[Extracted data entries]
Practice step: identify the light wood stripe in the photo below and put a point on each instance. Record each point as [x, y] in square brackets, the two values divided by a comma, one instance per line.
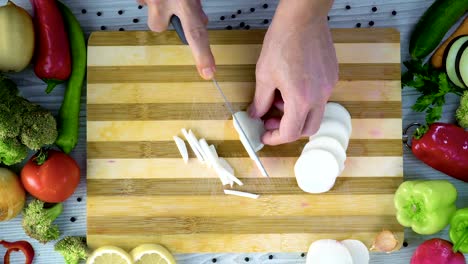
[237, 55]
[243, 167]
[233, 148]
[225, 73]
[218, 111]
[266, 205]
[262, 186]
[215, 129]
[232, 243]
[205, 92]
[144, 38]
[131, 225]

* * *

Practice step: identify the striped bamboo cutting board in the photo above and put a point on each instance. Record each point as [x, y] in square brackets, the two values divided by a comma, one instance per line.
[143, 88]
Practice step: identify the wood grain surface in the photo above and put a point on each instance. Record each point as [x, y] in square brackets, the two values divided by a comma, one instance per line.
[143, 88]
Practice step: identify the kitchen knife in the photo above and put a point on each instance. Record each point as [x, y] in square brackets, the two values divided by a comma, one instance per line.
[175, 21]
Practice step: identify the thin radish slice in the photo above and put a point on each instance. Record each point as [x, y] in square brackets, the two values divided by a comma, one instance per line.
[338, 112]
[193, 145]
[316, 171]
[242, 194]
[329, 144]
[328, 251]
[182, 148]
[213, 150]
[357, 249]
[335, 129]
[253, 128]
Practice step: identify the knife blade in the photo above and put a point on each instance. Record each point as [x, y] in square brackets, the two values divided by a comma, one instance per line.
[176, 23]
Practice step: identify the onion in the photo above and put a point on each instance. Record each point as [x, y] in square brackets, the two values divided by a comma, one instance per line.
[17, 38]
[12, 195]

TASK OBJECTIVE
Report how many lines of the items contain the word "cutting", treating case as significant. Give only the number.

IN RESPONSE
1